Activities>
**a)** According to the passage on Canada's China strategy, how much did Canadian exports to China total last year?
**b)** Translate this sentence from the passage on Canada's China strategy into Spanish: "The reality is that it's an important market for our exporters," he said.

Exercise passage>

The Liberal parliamentary secretary for foreign affairs replied that “protesters should be able to peacefully protest and share their views without fearing for their safety,” adding that Canada “will continue to follow the events very closely.”
At the same time, the strategy does not indicate that Canada is “decoupling economically from China,” Saint-Jacques said.
“The reality is that it’s an important market for our exporters,” he said.
Canadian exports to China totalled $28.84 billion last year, according to Statistics Canada customs data, accounting for over four per cent of all exports. Imports from China, meanwhile, totalled $85.67 billion, or 14 per cent of Canada’s intake.
However, the strategy is now providing a “choice” for Canadians to take their supply chains “elsewhere” and “develop new markets” with the government’s help.
Overall, the strategy shows a “radical change” in Canada’s approach to China, which for years had tried to pursue a free-trade deal with Beijing before ultimately shelving the proposal in response to China’s hardball negotiation tactics.
“I think there was no choice for Ottawa but to adopt a much firmer approach towards China,” Saint-Jacques said of the new approach.
“China can put aside international laws and norms when a country does something that it doesn’t like. We have seen also that Xi Jinping conducts a very aggressive and assertive foreign policy. … So I think for the government, it had to do something.”
The “big question,” Saint-Jacques said, is whether China will “want to play ball.”
“The message for China is a very tough one. We are telling China: ‘You are a bully. As long as you are acting as a bully, we will limit our engagement. We have no choice but to engage with you, but it will be much more limited,'” Saint-Jacques said.
“So I expect that maybe China will not want to engage too quickly, but we’ll have to wait.”

Data provided>

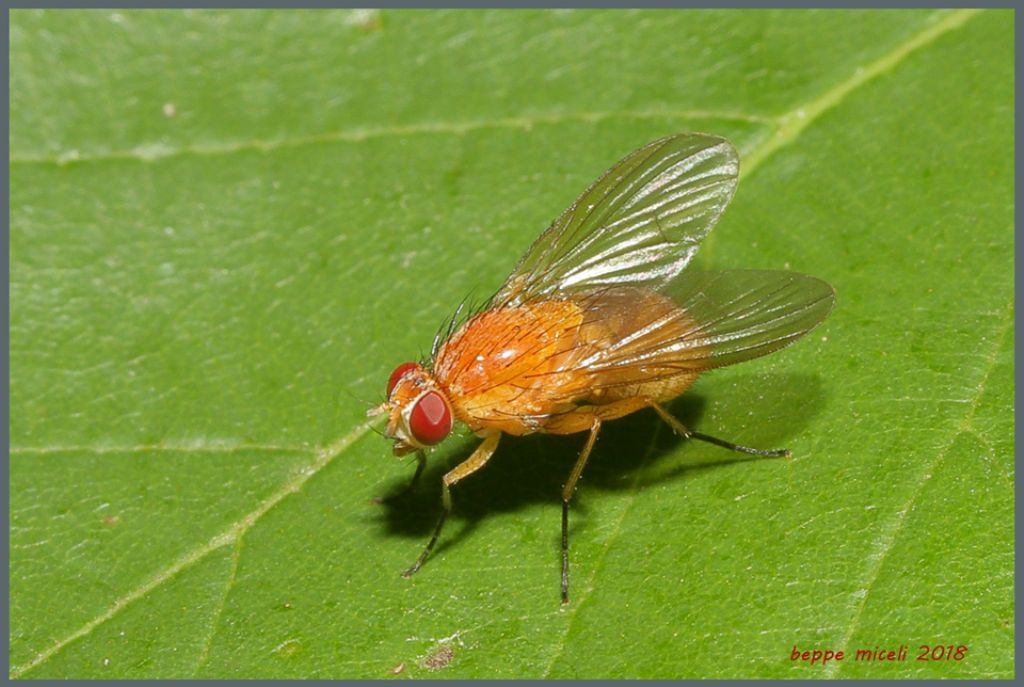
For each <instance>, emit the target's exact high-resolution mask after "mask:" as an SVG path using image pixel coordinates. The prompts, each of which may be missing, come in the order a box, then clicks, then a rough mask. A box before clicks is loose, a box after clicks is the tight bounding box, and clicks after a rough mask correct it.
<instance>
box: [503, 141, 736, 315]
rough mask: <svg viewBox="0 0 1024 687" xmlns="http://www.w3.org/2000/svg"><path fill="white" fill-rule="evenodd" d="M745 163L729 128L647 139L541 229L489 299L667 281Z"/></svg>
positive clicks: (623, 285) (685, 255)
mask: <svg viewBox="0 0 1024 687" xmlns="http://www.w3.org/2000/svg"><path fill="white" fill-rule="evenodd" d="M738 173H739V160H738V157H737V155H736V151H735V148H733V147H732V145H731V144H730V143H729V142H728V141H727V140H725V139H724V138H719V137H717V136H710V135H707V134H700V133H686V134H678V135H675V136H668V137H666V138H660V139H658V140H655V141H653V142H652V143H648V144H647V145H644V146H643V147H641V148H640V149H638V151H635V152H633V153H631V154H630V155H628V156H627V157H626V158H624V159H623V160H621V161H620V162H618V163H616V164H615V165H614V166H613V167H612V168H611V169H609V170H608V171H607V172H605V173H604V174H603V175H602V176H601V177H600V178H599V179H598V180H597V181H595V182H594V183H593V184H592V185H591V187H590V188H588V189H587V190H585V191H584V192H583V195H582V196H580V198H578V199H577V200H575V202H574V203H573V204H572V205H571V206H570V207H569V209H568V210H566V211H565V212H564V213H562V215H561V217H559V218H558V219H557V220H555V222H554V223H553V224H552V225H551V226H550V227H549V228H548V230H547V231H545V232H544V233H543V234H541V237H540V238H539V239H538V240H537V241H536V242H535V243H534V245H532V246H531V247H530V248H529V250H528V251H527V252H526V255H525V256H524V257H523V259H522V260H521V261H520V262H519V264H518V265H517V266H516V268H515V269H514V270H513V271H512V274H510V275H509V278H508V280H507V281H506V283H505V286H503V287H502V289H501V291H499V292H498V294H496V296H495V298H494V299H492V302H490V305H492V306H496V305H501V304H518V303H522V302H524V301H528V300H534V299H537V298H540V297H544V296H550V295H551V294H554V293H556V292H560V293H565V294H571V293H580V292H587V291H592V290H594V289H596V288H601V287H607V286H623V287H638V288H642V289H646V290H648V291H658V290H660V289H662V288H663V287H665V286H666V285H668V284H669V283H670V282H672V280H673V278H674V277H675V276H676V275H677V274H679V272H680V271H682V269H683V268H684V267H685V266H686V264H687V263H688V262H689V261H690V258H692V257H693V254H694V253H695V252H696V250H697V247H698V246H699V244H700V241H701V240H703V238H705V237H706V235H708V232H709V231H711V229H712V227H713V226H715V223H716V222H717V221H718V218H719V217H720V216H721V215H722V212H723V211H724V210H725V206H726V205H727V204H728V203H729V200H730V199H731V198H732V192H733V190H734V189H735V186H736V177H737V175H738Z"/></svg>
--
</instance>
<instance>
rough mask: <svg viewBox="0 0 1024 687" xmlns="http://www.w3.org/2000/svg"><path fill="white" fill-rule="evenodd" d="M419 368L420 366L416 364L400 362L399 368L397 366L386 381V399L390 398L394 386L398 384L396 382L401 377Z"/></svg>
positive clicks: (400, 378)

Solutions to each task>
**a)** $28.84 billion

**b)** «La realidad es que es un mercado importante para nuestros exportadores», dijo.